**Extracted text:**
= = = =
How to be part of a loved one’s hospital care during COVID
Before the coronavirus pandemic, loved ones were a common sight at hospital bedsides. Spouses and grown children could get live updates from doctors and nurses and participate in their family member’s care. They were a second set of ears, a hand to hold, and someone to flag down a nurse if they noticed something was wrong.
While Cape Cod Hospital recently changed its visitation policy to include one visitor per day for non-COVID-19 patients between the hours of noon and 6 p.m., that still leaves much of the day where you can’t be at the hospital bedside of your family member or friend. Family members of COVID visitors are still restricted at all times.
“It’s really hard on the family and we understand that because you don’t get to see them and see how they are progressing or not progressing,” said Cape Cod Hospital hospitalist Ricardo Nario, MD. “The hospital has provided iPads on all the floors, especially in the COVID wing. It’s really the only way you can see anyone. The nurses have them so if you want to see them and see how they are doing, you can call the nurses station and they can put you on Facetime with them.”
Since hospital staff are busy and families are desperate for information, we asked Dr. Nario for some tips on how to make the situation easier for everyone. Here are his suggestions.
Know when to call.
Shift changes are busy times, especially in the mornings so it’s not a good idea to call between 6 and 8 a.m.
“For the doctors, the mornings are really, really busy so you are not likely to reach a doctor at that point,” Dr. Nario said. “You are more likely to get a call from a doctor towards the end of afternoon after we’ve finished rounding on our patients and taking care of any emergencies that we’ve had to deal with while here in the hospital.”
Understand that you might not get information.
Dr. Nario explained that if the patient is mentally competent, the doctor will talk directly to the patient about diagnoses and treatment. It will then be up to the patient to inform family members about their status. Many family members think that being the patient’s healthcare proxy gives them access to information, but it doesn’t.
“The healthcare proxy doesn’t take effect unless the patient is incompetent,” he said. “It doesn’t guarantee you information about the patient. Now, if a patient has a cognitive disability on some level, then we will use the healthcare proxy and call them towards the latter half of the afternoon.”
Designate one point person in the family to be the contact.
= = = =
Pick up the article on taking part in a loved one's hospital care during COVID where it stops, and keep it going. You won't need the rows for anything here.

**Stored items:**
= = = =
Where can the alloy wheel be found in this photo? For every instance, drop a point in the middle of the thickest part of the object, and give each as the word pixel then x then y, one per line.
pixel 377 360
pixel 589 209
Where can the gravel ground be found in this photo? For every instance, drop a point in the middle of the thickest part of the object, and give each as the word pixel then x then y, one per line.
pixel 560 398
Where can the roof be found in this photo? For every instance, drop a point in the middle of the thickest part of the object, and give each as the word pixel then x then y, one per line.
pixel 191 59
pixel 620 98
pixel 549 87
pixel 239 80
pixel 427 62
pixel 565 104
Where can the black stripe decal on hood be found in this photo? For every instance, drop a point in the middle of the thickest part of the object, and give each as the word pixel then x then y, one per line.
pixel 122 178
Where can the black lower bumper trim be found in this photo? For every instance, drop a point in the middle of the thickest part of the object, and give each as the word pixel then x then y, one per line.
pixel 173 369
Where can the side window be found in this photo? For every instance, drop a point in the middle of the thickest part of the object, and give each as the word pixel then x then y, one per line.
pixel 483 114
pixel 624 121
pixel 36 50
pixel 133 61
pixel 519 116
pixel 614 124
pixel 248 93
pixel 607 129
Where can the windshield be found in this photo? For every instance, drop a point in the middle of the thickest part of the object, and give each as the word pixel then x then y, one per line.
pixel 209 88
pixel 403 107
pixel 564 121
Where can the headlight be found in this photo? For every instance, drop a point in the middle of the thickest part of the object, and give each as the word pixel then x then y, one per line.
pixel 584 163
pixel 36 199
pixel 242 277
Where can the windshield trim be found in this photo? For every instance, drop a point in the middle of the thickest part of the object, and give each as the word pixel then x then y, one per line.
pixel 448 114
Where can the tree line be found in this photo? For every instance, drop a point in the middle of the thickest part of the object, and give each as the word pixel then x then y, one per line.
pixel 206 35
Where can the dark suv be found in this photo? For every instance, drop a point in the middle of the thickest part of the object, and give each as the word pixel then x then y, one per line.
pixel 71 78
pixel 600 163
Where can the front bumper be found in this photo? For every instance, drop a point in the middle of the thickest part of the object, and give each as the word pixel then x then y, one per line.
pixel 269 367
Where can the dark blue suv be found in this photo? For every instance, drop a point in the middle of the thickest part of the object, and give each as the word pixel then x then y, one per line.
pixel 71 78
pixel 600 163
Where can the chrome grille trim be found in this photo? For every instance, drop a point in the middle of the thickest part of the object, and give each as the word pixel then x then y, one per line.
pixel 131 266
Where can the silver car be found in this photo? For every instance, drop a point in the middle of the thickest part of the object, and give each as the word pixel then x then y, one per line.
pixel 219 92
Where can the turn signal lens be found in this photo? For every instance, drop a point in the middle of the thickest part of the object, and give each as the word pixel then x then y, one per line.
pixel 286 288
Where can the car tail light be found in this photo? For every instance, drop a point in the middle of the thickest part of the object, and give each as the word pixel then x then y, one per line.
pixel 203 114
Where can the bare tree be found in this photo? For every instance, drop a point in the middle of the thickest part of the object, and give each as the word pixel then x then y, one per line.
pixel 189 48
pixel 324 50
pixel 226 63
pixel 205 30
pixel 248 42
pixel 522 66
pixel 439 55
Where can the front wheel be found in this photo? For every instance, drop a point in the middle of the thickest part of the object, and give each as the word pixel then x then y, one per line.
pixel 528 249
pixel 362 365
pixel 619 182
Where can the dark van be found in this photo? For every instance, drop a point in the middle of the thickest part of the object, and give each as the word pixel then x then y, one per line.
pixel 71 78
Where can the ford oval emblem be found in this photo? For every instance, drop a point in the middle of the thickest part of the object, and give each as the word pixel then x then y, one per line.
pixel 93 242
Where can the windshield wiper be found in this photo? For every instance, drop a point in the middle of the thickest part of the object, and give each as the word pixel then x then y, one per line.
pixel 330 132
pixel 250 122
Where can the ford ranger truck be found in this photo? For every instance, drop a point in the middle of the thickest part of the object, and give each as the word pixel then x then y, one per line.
= = = =
**Exercise result:**
“If we’re spending five minutes talking to three different family members for each patient, we will never end our day,” Dr. Nario said.
That person can then share the news with other family members. This is also good advice even when you are getting the information directly from the patient. If someone is very ill, they might not have the energy to talk to multiple people every day, so having a designated person to talk to others is helpful.
Know who to ask for information.
The nurses provide the hour-to-hour care, so they can tell you if the patient slept well or is eating well. Truly sick patients don’t have an appetite, so eating is a good indication your loved one is on the mend. Dr. Nario said that is a question he always asks either the patient or the patient’s nurse, if the patient is unable to provide the answer.
“Nurses will have that hour-to-hour information on the patient,” he said. “They’re the doctor’s eyes and ears, too, to see if the patient is doing well or declining.”
The doctors should be the ones who give the diagnosis. They can tell you what conditions are being treated, what the treatment plan is, why the patient is still in the hospital and what is going to be required before they can go home.
It’s also important to talk to the right doctor. Dr. Nario compared hospitalists like himself to quarterbacks. They have broad knowledge of a lot of things, but if your loved one is also seeing a specialist like a cardiologist, it’s important to talk directly to that doctor too.
“What they need to do as an advocate is let the nurses know they really want to speak to the cardiologist, not the hospitalist.”
What if your loved one is in the ICU?
“Those patients are the sickest ones, obviously, so those are the ones loved ones should really worry about,” Dr. Nario said. “If you have questions or fears, call the nursing station. Make your questions known. The nurses will very strongly advocate for the doctor to call a family member.”
Don’t be afraid to ask tough questions.
If you are really worried your loved one might die, it’s okay to ask directly, because sometimes doctors are hesitant to bring up bad news.
“A less experienced doctor is not apt to give bad news,” Dr. Nario said. “They won’t lie, but they will dance around the actual truth that the person is not doing well.”
If you sense that something is not right and you can see that your loved one is not eating, not drinking and sleeping all of the time, which is all information you can get from the nurses, it’s okay to ask the doctor to be straight with you.
“That will prompt a doctor to directly answer the question rather than dance around it.”